**Mask labeling listing**.
────────────────────────────────────────

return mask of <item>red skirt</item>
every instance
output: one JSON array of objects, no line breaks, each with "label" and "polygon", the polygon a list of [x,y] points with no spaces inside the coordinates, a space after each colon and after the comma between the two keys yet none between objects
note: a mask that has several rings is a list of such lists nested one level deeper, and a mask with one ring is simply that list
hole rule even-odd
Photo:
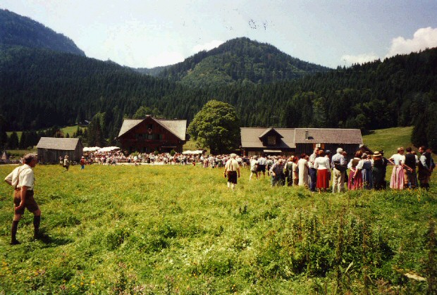
[{"label": "red skirt", "polygon": [[328,169],[317,170],[316,187],[318,189],[327,189],[329,187],[329,170]]}]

────────────────────────────────────────

**STATED EXERCISE**. Can you copy out every line of the listing above without changing any character, leaving out the pictures?

**ANSWER TO THIS TASK**.
return mask of <item>red skirt</item>
every instance
output: one JSON array of objects, no line breaks, each with "label" and "polygon", the polygon a list of [x,y] points with no spaces inside the coordinates, a space after each colon and after the comma between the two keys yet none between objects
note: a mask that has several rings is a list of such lists nested one level deeper, and a mask with one ring is simply that list
hole rule even-odd
Photo:
[{"label": "red skirt", "polygon": [[328,169],[317,170],[316,187],[318,189],[327,189],[329,187],[329,170]]}]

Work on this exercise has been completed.